Start of INFORMATION SHOWN

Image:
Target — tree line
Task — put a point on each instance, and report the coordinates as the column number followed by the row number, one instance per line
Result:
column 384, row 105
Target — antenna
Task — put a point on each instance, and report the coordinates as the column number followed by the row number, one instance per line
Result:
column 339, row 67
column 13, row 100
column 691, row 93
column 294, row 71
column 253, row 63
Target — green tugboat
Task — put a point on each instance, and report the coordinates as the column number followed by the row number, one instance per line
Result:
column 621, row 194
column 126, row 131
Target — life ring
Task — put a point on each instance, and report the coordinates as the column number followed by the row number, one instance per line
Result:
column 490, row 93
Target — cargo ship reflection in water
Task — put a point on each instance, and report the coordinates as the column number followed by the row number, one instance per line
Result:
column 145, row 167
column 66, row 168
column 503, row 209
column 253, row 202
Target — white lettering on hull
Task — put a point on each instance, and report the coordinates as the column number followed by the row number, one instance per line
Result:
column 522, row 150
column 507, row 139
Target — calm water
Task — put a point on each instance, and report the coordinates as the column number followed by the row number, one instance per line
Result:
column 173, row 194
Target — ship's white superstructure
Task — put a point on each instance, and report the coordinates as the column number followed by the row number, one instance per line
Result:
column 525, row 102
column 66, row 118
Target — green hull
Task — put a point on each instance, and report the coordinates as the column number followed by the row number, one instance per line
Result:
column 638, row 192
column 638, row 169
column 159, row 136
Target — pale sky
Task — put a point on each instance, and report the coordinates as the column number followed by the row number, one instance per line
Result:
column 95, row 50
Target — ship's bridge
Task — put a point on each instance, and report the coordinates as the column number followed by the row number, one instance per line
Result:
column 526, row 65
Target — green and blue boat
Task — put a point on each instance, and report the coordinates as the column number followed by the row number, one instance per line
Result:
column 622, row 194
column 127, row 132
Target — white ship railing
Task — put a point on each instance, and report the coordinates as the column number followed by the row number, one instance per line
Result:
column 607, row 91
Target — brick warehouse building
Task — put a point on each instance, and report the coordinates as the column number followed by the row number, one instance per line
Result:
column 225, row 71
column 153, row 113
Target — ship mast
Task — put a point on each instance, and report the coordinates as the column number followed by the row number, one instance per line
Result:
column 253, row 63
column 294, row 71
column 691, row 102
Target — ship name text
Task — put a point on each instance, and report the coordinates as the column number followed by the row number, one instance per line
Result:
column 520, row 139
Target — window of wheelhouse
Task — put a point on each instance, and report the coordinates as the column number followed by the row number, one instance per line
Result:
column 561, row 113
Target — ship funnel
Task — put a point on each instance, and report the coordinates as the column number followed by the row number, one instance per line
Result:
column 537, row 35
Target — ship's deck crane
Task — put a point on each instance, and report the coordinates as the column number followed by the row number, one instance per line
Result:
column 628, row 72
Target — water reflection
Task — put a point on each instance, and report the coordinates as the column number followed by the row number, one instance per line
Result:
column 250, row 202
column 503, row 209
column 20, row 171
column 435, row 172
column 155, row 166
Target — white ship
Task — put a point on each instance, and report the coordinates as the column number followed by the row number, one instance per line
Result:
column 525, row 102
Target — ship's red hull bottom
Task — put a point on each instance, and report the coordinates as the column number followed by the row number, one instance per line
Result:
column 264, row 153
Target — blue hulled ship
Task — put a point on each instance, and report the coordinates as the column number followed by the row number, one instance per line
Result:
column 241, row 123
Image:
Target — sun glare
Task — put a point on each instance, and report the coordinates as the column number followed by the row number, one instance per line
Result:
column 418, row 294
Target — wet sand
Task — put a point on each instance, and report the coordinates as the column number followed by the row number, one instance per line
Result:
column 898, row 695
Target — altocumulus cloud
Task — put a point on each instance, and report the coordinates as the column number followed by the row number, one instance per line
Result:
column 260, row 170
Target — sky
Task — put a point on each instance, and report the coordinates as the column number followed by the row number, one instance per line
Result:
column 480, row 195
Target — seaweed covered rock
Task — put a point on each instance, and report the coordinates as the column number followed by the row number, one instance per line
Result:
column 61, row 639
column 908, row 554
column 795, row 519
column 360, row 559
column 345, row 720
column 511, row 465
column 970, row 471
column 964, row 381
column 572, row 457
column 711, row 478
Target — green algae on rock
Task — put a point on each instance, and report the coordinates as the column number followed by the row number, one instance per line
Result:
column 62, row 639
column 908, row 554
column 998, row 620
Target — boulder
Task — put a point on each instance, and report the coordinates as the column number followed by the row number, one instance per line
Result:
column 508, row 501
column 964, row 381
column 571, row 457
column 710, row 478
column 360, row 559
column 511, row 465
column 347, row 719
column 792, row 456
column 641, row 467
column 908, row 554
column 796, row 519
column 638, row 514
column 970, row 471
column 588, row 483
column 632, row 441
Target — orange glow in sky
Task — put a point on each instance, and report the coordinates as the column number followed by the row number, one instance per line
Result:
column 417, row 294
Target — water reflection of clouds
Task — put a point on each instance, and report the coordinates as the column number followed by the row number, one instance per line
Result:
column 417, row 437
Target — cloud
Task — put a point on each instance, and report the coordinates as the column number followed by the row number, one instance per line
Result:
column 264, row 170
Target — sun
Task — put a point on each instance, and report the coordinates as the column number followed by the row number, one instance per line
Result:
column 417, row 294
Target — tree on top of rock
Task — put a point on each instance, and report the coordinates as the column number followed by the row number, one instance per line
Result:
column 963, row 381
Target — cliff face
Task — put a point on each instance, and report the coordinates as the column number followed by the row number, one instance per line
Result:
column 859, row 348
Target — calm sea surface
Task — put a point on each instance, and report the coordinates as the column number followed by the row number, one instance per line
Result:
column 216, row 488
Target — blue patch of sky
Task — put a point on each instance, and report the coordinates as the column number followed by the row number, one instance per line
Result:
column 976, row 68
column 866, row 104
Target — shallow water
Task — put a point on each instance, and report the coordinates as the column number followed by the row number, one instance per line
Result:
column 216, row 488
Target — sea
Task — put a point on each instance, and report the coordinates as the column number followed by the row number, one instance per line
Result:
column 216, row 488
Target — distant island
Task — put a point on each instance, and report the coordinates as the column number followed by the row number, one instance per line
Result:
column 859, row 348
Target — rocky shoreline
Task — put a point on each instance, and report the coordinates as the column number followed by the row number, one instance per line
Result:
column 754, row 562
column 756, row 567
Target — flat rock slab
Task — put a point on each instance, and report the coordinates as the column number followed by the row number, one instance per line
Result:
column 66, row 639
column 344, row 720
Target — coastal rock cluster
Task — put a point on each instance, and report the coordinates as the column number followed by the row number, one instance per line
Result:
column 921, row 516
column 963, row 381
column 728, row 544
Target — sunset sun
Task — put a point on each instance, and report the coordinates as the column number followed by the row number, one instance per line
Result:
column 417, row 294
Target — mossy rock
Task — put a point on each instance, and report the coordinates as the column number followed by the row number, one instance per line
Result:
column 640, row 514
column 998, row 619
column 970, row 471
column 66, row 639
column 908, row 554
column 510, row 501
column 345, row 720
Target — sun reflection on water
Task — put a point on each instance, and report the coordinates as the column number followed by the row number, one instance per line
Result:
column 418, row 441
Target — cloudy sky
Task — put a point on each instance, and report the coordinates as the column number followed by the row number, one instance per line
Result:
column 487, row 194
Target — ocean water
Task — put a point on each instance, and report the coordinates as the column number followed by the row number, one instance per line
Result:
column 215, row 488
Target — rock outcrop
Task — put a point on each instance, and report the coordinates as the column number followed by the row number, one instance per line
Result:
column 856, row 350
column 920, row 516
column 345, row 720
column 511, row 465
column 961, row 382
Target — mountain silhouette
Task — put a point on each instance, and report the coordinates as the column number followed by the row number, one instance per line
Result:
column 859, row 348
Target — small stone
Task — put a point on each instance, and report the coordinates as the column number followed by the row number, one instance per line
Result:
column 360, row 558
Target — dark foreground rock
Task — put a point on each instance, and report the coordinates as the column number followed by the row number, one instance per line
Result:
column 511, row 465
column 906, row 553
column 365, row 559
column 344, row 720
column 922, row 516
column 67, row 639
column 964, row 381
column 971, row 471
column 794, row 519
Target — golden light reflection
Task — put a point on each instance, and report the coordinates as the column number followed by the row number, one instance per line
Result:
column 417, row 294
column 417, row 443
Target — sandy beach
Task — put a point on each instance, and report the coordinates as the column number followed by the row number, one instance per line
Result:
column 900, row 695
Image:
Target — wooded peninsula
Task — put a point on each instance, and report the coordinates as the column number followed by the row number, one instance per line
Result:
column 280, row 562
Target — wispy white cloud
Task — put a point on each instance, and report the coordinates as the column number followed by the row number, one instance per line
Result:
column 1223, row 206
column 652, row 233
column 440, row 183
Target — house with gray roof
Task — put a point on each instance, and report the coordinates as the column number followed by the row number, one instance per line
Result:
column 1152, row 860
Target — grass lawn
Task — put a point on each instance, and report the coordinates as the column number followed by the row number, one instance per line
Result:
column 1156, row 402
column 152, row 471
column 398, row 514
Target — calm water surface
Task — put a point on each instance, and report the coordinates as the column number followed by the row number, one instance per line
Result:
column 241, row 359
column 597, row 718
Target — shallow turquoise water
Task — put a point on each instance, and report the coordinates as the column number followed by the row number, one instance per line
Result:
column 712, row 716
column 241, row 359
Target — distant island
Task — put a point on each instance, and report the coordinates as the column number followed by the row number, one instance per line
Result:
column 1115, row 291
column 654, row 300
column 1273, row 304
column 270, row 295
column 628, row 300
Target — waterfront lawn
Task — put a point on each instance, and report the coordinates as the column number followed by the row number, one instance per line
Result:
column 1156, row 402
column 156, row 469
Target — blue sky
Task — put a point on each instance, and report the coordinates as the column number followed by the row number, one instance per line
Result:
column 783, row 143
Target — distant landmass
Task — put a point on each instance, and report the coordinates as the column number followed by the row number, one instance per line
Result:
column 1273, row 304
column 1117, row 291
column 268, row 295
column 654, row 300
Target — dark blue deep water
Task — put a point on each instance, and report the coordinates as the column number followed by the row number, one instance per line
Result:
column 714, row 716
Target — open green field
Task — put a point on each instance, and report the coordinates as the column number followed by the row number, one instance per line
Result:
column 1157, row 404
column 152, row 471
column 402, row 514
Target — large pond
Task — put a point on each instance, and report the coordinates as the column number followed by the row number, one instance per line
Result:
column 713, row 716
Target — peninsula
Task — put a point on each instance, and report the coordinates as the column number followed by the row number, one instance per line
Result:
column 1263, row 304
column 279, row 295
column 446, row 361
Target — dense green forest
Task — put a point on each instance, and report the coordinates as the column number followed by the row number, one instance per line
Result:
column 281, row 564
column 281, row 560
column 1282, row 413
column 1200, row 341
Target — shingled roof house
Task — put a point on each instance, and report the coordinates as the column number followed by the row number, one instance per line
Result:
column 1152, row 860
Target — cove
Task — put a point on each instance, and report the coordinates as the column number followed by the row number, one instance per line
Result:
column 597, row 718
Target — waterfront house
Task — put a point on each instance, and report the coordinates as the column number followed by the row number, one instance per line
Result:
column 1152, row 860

End of INFORMATION SHOWN

- _WHAT IS ASKED_
Copy the stretch of the listing above from the line containing "Target — ship name text" through the line containing "column 537, row 35", keeping every line unchanged.

- _TASK SOLUTION_
Target — ship name text
Task — put a point on each instance, and report the coordinates as the column number followed by the row number, one instance per line
Result:
column 520, row 139
Target — window of wheelhouse
Task — put a point on each instance, and report the coordinates as the column number followed by the row number, one instance per line
Result:
column 561, row 113
Target — ship funnel
Task — put a point on each instance, and report the coordinates as the column number followed by the row number, one instance per line
Result:
column 537, row 35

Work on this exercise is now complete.